RECORDS →
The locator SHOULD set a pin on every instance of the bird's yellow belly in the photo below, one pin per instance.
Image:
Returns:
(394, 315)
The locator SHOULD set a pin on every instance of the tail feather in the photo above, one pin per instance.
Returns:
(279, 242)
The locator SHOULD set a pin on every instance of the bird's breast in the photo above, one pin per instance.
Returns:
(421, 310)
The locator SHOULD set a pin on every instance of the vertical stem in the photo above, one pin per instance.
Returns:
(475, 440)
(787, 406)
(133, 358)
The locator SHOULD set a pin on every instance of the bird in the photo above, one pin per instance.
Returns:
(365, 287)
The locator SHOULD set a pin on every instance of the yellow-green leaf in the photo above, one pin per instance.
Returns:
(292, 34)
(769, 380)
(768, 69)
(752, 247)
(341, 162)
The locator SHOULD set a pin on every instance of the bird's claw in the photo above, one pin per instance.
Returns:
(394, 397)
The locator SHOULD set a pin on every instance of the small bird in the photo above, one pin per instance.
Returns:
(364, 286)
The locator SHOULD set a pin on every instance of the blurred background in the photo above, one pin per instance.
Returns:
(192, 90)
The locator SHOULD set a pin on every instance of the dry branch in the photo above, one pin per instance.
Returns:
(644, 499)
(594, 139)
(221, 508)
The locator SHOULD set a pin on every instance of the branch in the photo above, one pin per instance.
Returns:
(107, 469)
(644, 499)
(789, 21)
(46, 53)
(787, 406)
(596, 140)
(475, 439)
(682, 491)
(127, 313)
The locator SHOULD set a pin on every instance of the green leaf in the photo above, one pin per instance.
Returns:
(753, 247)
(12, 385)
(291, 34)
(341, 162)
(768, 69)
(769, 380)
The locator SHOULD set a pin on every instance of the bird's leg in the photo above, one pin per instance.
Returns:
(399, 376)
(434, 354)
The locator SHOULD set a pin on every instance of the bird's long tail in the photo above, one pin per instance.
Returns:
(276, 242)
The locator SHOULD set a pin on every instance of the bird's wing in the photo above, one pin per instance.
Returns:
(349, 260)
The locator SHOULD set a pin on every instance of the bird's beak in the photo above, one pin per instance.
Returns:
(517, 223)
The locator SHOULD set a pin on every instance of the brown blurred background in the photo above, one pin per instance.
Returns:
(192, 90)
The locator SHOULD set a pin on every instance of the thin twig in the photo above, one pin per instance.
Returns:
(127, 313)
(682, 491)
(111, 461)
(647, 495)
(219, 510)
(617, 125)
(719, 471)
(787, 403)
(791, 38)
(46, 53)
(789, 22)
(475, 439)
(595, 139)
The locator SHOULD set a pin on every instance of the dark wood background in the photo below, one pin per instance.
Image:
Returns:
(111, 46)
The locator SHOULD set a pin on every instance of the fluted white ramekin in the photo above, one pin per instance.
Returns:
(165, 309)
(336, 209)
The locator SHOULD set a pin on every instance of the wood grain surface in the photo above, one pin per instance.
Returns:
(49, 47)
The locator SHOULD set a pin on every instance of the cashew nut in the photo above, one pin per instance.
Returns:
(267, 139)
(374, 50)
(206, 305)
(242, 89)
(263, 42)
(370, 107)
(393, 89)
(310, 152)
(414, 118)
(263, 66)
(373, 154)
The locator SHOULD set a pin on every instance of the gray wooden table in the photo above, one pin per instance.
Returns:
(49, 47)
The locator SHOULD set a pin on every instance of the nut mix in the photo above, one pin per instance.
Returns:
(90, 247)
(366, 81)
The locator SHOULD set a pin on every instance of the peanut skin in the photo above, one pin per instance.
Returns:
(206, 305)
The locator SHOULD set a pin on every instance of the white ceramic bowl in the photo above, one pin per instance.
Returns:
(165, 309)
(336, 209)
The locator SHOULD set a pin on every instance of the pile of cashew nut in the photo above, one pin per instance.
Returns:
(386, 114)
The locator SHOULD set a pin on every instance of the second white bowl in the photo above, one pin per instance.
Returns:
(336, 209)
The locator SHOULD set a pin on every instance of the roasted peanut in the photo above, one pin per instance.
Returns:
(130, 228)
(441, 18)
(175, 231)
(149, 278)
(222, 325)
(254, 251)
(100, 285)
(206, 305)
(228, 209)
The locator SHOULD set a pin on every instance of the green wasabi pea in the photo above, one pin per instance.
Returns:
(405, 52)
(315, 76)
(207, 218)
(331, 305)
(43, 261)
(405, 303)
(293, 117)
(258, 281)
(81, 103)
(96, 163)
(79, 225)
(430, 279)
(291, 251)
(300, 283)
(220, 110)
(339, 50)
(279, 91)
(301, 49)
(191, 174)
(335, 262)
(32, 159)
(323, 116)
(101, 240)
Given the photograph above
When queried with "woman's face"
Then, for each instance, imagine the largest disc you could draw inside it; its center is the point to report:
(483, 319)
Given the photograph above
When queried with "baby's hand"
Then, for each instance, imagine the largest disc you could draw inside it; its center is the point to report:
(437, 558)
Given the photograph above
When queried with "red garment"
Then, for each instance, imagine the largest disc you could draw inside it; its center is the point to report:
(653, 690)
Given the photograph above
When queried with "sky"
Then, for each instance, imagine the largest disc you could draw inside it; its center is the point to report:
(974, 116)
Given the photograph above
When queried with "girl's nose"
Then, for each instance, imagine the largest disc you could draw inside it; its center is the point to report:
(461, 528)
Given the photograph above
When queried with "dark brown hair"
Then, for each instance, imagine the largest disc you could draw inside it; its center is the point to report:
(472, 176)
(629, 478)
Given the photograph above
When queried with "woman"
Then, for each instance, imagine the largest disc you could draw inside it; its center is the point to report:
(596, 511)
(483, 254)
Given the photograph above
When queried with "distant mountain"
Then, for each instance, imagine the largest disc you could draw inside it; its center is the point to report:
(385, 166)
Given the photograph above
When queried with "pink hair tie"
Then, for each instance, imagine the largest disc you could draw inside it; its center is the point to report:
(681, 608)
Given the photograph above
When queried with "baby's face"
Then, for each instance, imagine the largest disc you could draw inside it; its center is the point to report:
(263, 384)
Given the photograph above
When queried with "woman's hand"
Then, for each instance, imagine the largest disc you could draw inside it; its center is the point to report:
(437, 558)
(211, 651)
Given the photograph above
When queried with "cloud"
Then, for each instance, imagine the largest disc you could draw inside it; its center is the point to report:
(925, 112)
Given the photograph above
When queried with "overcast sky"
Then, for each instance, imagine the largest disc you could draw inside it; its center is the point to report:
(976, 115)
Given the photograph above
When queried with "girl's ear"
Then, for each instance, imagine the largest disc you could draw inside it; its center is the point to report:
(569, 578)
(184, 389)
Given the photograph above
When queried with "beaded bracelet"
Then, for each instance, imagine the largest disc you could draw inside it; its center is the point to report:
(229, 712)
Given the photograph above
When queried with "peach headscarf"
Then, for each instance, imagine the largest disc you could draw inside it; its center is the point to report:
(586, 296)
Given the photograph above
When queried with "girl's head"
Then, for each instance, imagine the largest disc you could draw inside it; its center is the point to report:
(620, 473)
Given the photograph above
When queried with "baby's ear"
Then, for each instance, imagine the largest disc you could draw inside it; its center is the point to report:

WHAT YOU WILL DO →
All records above are to be printed exactly, with nothing omitted.

RESULT FOR THIS TASK →
The locator SHOULD set a pin on every instance of the bird's yellow belly in the photo below, one pin per instance.
Image:
Returns:
(394, 315)
The locator SHOULD set a pin on every instance of the tail feather in the photo above, one pin per instance.
Returns:
(279, 242)
The locator SHOULD set a pin on every instance of the bird's breast in the photo above, one pin per instance.
Returns:
(421, 310)
The locator SHOULD set a pin on every instance of the vertical stem in the photo above, one pin per instance.
Returns:
(475, 440)
(787, 406)
(133, 358)
The locator SHOULD set a pin on every instance of the bird in the photo above, one pin per instance.
Returns:
(365, 287)
The locator SHOULD set a pin on every instance of the yellow-green leaf in the photo above, one pin per instance.
Returns:
(292, 34)
(769, 380)
(768, 69)
(752, 247)
(341, 162)
The locator SHOULD set a pin on every instance of the bird's claw in the photo above, one pin per instance.
Returns:
(394, 397)
The locator SHOULD set a pin on every instance of the small bird in the photo above, one pin per instance.
Returns:
(364, 286)
The locator SHOULD set a pin on every instance of the blurred background in the photo above, one pin per instance.
Returns:
(192, 90)
The locator SHOULD set a pin on every instance of the dry branch in the photo above, one pin per instance.
Returns:
(644, 499)
(594, 139)
(221, 508)
The locator SHOULD set a pin on every instance of the branch in the photo above, one pin per instance.
Returns:
(107, 469)
(644, 499)
(789, 21)
(46, 53)
(787, 406)
(596, 140)
(475, 439)
(682, 491)
(127, 313)
The locator SHOULD set a pin on every instance of the green leaf in the photo above, one pin per instance.
Returns:
(753, 247)
(12, 385)
(291, 34)
(341, 162)
(768, 69)
(769, 380)
The locator SHOULD set a pin on every instance of the bird's leg in the photo above, one pin per instance.
Returns:
(399, 376)
(434, 354)
The locator SHOULD set a pin on every instance of the bird's long tail in the photo above, one pin per instance.
Returns:
(276, 242)
The locator SHOULD set a pin on every instance of the bird's wing in the photo above, one pin per instance.
Returns:
(349, 260)
The locator SHOULD set a pin on every instance of the bird's beak in the photo above, one pin per instance.
Returns:
(517, 223)
The locator SHOULD set a pin on every instance of the brown blurred background in the photo above, one pin per instance.
Returns:
(192, 90)
The locator SHOULD set a pin on every instance of the thin twig in the photo above, one pin per instance.
Returns:
(127, 313)
(682, 491)
(111, 461)
(647, 495)
(219, 510)
(617, 125)
(719, 471)
(787, 403)
(791, 38)
(46, 53)
(789, 22)
(475, 439)
(595, 139)
The locator SHOULD set a pin on every instance of the dark wood background in the photo below, one pin per instance.
Image:
Returns:
(111, 46)
The locator SHOULD set a pin on every instance of the fluted white ramekin in the photo above, one pin per instance.
Returns:
(165, 309)
(336, 209)
The locator SHOULD set a pin on every instance of the wood grain surface in the photo above, one pin per instance.
Returns:
(49, 47)
The locator SHOULD set a pin on every instance of the cashew nut in the photo above, one pin per instance.
Returns:
(267, 139)
(374, 50)
(206, 305)
(242, 89)
(263, 42)
(370, 107)
(393, 89)
(310, 152)
(414, 118)
(263, 66)
(373, 154)
The locator SHOULD set a pin on every instance of the gray wooden table in the photo above, one pin per instance.
Returns:
(49, 47)
The locator SHOULD set a pin on every instance of the nut mix in the photo above, one pin per instance.
Returns:
(90, 247)
(366, 81)
The locator SHOULD set a pin on every instance of the peanut skin in the photo above, one pin per instance.
Returns:
(206, 305)
The locator SHOULD set a pin on every instance of the white ceramic bowl in the photo above, one pin per instance.
Returns:
(165, 309)
(336, 209)
The locator SHOULD set a pin on every instance of the pile of cashew nut in the photo above, one pin per instance.
Returns:
(386, 114)
The locator SHOULD set a pin on every instance of the second white bowl in the photo above, one pin per instance.
Returns:
(336, 209)
The locator SHOULD set a pin on every instance of the roasted peanut in the photo above, one pin per instance.
Returns:
(130, 228)
(441, 18)
(175, 231)
(149, 278)
(222, 325)
(254, 251)
(100, 285)
(206, 305)
(228, 209)
The locator SHOULD set a pin on every instance of the green wasabi pea in the photo above, one pin per instance.
Returns:
(405, 52)
(315, 76)
(207, 218)
(331, 305)
(43, 261)
(405, 303)
(293, 117)
(258, 281)
(81, 103)
(96, 163)
(79, 225)
(430, 279)
(291, 251)
(300, 283)
(220, 110)
(339, 50)
(279, 91)
(301, 49)
(191, 174)
(335, 262)
(32, 159)
(323, 116)
(101, 240)
Given the photograph above
When queried with "woman's face"
Then, for each instance, imagine the largest disc you could draw inside it; its center is the point to report:
(483, 319)
Given the photograph above
When queried with "baby's hand"
Then, for each instance, imagine the largest disc you could draw inside it; its center is the point to report:
(437, 558)
Given the photograph above
When queried with "red garment"
Then, for each instance, imagine the largest disc you could draw inside it; its center is the point to report:
(653, 690)
Given the photograph above
When queried with "sky"
Then, for each instance, imagine the largest disc you could draw inside it; its center is the point to report:
(974, 116)
Given the photograph above
When queried with "girl's nose"
Then, for each instance, imagine the largest disc you could draw inside it; its center is the point to report:
(461, 528)
Given the photograph above
When queried with "dark brown hair"
Then, for each instance, imagine the largest disc you could draw inside it; its center is the point to report:
(472, 176)
(629, 478)
Given the photograph above
When queried with "woman"
Then, for each instance, imagine the largest disc you could draw inside it; its center is the point to report:
(596, 511)
(483, 254)
Given the photograph above
When queried with "distant mountain"
Then, for each instance, imagine the largest disc you could draw inside it; its center is the point to report:
(385, 166)
Given the photograph above
When queried with "pink hair tie"
Then, for each instance, imagine the largest disc you could draw inside it; its center is the point to report:
(681, 608)
Given the photograph above
When queried with "baby's face"
Then, for each instance, imagine the largest disc you could draw inside it; its center is the point to report:
(263, 384)
Given the photograph above
When queried with "woman's hand"
Then, for each instance, imagine the largest disc you could draw inside it; its center is the point to report:
(437, 558)
(211, 651)
Given the photograph above
When queried with "cloud"
Then, for each instance, imagine the largest disc you could draw inside it; its center is the point to report:
(925, 112)
Given the photograph above
When queried with "overcast sky"
Then, for each instance, imagine the largest disc you could draw inside it; its center is the point to report:
(976, 115)
Given the photograph above
When queried with "girl's ear"
Then, for each instance, imagine the largest disc you could draw inside it; its center is the point to report:
(569, 578)
(184, 389)
Given the photograph above
When queried with "beaded bracelet"
Then, for each instance, imagine the largest disc you could draw inside it; its center is the point to report:
(229, 712)
Given the photograph above
When queried with "peach headscarf"
Then, for each instance, imagine the largest disc you could draw inside it; its center is the point to report:
(586, 296)
Given the photograph above
When queried with "girl's head"
Then, for each instance, imagine the largest disc you could draw inside it; its center is the point to report:
(620, 473)
Given the photograph above
When queried with "baby's ear"
Then, for each instance, imagine the largest disc you could draw inside it; its center is the point to report:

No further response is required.